Pictures excluded, return every entry exactly, please.

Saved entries
((

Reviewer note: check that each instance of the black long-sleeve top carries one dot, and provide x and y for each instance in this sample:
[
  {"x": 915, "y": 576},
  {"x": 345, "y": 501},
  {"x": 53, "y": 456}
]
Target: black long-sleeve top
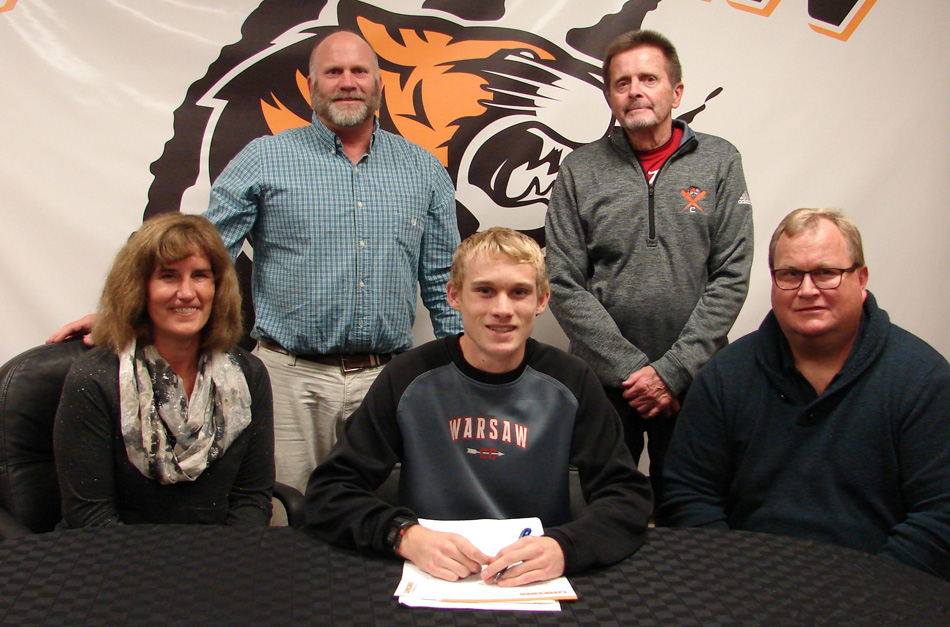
[
  {"x": 100, "y": 486},
  {"x": 479, "y": 445}
]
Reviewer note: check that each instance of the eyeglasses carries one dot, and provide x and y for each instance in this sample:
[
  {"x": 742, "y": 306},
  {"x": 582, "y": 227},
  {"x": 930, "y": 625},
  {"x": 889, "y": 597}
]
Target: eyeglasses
[{"x": 823, "y": 278}]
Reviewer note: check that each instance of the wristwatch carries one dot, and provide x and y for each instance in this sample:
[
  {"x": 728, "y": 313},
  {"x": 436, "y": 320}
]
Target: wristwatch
[{"x": 397, "y": 529}]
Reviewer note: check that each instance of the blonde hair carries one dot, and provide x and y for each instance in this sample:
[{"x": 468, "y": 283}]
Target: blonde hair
[
  {"x": 163, "y": 240},
  {"x": 801, "y": 219},
  {"x": 500, "y": 241}
]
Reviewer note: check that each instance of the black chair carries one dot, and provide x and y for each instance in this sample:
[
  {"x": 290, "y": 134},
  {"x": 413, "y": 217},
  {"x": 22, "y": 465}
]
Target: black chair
[{"x": 30, "y": 386}]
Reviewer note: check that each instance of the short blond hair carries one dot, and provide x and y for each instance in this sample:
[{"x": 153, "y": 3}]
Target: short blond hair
[
  {"x": 500, "y": 241},
  {"x": 162, "y": 240},
  {"x": 801, "y": 219}
]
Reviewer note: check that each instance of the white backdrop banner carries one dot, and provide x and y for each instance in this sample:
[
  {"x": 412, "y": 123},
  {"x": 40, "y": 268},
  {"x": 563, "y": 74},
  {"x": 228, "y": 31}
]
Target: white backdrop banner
[{"x": 116, "y": 110}]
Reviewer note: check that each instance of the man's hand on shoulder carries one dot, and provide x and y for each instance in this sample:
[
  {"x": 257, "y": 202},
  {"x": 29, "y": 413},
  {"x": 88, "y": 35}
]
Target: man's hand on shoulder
[
  {"x": 646, "y": 393},
  {"x": 447, "y": 556},
  {"x": 77, "y": 327},
  {"x": 529, "y": 560}
]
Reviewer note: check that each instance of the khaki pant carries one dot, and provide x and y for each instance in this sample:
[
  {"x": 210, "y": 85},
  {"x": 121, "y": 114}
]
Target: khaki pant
[{"x": 311, "y": 403}]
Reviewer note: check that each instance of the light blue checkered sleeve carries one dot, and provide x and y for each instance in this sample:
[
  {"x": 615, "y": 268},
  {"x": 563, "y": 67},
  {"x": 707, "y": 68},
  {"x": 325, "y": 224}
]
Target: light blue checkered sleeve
[
  {"x": 439, "y": 242},
  {"x": 235, "y": 198}
]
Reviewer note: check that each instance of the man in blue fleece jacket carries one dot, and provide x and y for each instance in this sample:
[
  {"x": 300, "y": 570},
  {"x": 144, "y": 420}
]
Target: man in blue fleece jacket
[{"x": 828, "y": 423}]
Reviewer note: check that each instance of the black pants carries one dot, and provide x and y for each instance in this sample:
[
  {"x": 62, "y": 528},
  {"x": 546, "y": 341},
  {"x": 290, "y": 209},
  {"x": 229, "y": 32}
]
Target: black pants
[{"x": 659, "y": 433}]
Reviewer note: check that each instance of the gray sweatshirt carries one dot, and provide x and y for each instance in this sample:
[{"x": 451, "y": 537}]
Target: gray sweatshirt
[{"x": 649, "y": 275}]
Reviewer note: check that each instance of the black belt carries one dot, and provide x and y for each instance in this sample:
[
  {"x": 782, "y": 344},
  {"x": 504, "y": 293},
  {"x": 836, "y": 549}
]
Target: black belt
[{"x": 347, "y": 362}]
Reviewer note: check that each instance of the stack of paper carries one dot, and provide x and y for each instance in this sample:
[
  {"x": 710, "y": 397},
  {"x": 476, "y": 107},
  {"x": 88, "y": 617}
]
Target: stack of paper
[{"x": 419, "y": 589}]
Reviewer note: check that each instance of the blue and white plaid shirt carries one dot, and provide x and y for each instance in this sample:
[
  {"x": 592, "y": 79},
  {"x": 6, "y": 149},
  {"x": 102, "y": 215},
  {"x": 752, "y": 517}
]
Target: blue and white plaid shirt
[{"x": 339, "y": 248}]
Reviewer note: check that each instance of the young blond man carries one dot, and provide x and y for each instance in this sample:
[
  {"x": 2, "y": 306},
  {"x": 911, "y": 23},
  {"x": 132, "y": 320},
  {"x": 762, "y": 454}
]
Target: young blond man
[{"x": 486, "y": 425}]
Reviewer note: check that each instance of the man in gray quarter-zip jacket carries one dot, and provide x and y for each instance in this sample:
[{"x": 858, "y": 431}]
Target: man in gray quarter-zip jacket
[{"x": 649, "y": 243}]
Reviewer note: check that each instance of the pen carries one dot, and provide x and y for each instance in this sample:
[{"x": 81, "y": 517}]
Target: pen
[{"x": 524, "y": 532}]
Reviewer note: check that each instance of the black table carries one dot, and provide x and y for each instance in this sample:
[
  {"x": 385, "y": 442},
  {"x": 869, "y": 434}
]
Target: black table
[{"x": 209, "y": 576}]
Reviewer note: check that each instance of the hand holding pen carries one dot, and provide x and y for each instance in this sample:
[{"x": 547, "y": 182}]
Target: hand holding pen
[{"x": 524, "y": 532}]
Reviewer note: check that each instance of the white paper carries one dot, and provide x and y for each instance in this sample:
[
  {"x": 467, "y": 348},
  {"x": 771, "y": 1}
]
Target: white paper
[{"x": 419, "y": 589}]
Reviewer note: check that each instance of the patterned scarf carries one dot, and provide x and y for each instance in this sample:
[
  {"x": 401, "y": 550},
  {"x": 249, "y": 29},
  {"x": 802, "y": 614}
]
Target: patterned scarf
[{"x": 168, "y": 436}]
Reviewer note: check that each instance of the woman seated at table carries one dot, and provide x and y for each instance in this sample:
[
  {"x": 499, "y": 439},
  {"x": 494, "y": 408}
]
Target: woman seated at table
[{"x": 167, "y": 421}]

))

### EXPECTED OUTPUT
Reviewer note: check that each instance of the black long-sleeve top carries one dot, and provide x and y for each instance in this sample:
[
  {"x": 915, "y": 576},
  {"x": 345, "y": 501},
  {"x": 53, "y": 456}
]
Target: black long-sleeve top
[
  {"x": 100, "y": 486},
  {"x": 479, "y": 445}
]
Reviewer note: check that each instance of the eyeglasses carries one dot, and provide x and y for each instance in this sample:
[
  {"x": 742, "y": 306},
  {"x": 582, "y": 227},
  {"x": 930, "y": 625},
  {"x": 889, "y": 597}
]
Target: eyeglasses
[{"x": 823, "y": 278}]
Reviewer note: check that each instance of the wristwatch carries one dot, and provide x and y for each instance in this sample:
[
  {"x": 728, "y": 313},
  {"x": 436, "y": 320}
]
Target: wristwatch
[{"x": 397, "y": 529}]
Reviewer note: check that each instance of the blonde hair carries one dot, and provide x and y for each instance in this sample:
[{"x": 468, "y": 283}]
Target: blonde hair
[
  {"x": 163, "y": 240},
  {"x": 801, "y": 219},
  {"x": 500, "y": 241}
]
Reviewer note: check that each instance of the black chair carries one dot, and provide x and y for each instance in this sample:
[
  {"x": 290, "y": 134},
  {"x": 413, "y": 217},
  {"x": 22, "y": 465}
]
Target: black chair
[{"x": 30, "y": 386}]
Reviewer note: check that each instance of the short blond hair carries one dot, and provide x and y for each instance in this sample:
[{"x": 153, "y": 3}]
Target: short blond hair
[
  {"x": 500, "y": 241},
  {"x": 162, "y": 240},
  {"x": 801, "y": 219}
]
Reviewer note: check that each instance of the white backdrop banner carries one dot, and provide x and y for each instance in this sample:
[
  {"x": 412, "y": 123},
  {"x": 40, "y": 268},
  {"x": 563, "y": 74},
  {"x": 228, "y": 31}
]
Target: white backdrop banner
[{"x": 116, "y": 110}]
Reviewer note: check that each instance of the man's hand on shoulder carries one dot, and provide x and y for each instance in this sample:
[
  {"x": 257, "y": 202},
  {"x": 29, "y": 413},
  {"x": 88, "y": 35}
]
Target: man's hand on shoulder
[
  {"x": 646, "y": 393},
  {"x": 447, "y": 556},
  {"x": 77, "y": 327},
  {"x": 529, "y": 560}
]
Reviewer note: check that each instance of the khaki pant carries one dot, and provide x and y for each instance in this sample:
[
  {"x": 210, "y": 85},
  {"x": 121, "y": 114}
]
Target: khaki pant
[{"x": 311, "y": 403}]
Reviewer note: check that each instance of the light blue checkered sleeve carries one dot, and provide x and y for each instance in this sample:
[
  {"x": 615, "y": 268},
  {"x": 563, "y": 67},
  {"x": 707, "y": 68},
  {"x": 325, "y": 224}
]
Target: light blue checkered sleeve
[
  {"x": 439, "y": 242},
  {"x": 235, "y": 198}
]
Reviewer note: check that each instance of the man in blue fleece jacket carries one dot, and provide x and y for each instance in this sample:
[
  {"x": 300, "y": 570},
  {"x": 144, "y": 420}
]
Target: man in blue fleece jacket
[{"x": 828, "y": 423}]
Reviewer note: check that each instance of the black pants carries one dot, and provide x and y for each instance in this sample:
[
  {"x": 62, "y": 528},
  {"x": 546, "y": 341},
  {"x": 290, "y": 209},
  {"x": 229, "y": 32}
]
Target: black pants
[{"x": 659, "y": 433}]
Reviewer note: check that each instance of the gray sweatshirt carries one dot, and provide x and y for each instance in this sample:
[{"x": 451, "y": 537}]
Target: gray sweatshirt
[{"x": 649, "y": 275}]
Reviewer note: check that each instance of the black belt carries one dot, and provide x and y for each instance in this sample:
[
  {"x": 782, "y": 344},
  {"x": 504, "y": 293},
  {"x": 836, "y": 549}
]
Target: black belt
[{"x": 347, "y": 362}]
Reviewer note: check that each instance of the stack of paper carries one dot, and provide x and y for each instance in this sample:
[
  {"x": 710, "y": 397},
  {"x": 476, "y": 107},
  {"x": 88, "y": 617}
]
Target: stack of paper
[{"x": 419, "y": 589}]
Reviewer note: check that each instance of the blue and white plaid shirt carries one dot, and provide x and y for each instance in this sample:
[
  {"x": 592, "y": 79},
  {"x": 6, "y": 149},
  {"x": 102, "y": 215},
  {"x": 752, "y": 517}
]
Target: blue and white plaid shirt
[{"x": 339, "y": 248}]
Reviewer note: check that each instance of the young blond man carries one dot, and provide x and y for each instance in this sample:
[
  {"x": 2, "y": 306},
  {"x": 911, "y": 23},
  {"x": 132, "y": 320},
  {"x": 762, "y": 454}
]
Target: young blond man
[{"x": 486, "y": 425}]
Reviewer note: check that each instance of the man in gray quarter-zip jacket carries one dot, and provide x and y for each instance in this sample:
[{"x": 858, "y": 431}]
Target: man in gray quarter-zip jacket
[{"x": 649, "y": 243}]
Reviewer note: check that each instance of the pen carries one dot, and provide x and y for each instance in this sample:
[{"x": 81, "y": 517}]
Target: pen
[{"x": 524, "y": 532}]
Reviewer note: check that each instance of the black table carries one dot, and provide x and y for each instance in this sample:
[
  {"x": 385, "y": 442},
  {"x": 869, "y": 434}
]
Target: black table
[{"x": 209, "y": 576}]
Reviewer note: check that each instance of the hand holding pen carries one dot, and provide x and y for each instance in this sample:
[{"x": 547, "y": 182}]
Target: hand holding pen
[{"x": 524, "y": 532}]
Reviewer note: check that each instance of the white paper carries one dot, and provide x and y for each instance in this sample:
[
  {"x": 467, "y": 348},
  {"x": 771, "y": 1}
]
Target: white paper
[{"x": 419, "y": 589}]
Reviewer note: check that each instance of the patterned scarf carries one dot, and provide x and y for each instance in this sample:
[
  {"x": 401, "y": 550},
  {"x": 249, "y": 29},
  {"x": 802, "y": 614}
]
Target: patterned scarf
[{"x": 168, "y": 436}]
Reviewer note: check that each instance of the woman seated at table carries one dot, and provide x and y for each instance in this sample:
[
  {"x": 499, "y": 439},
  {"x": 494, "y": 408}
]
Target: woman seated at table
[{"x": 167, "y": 421}]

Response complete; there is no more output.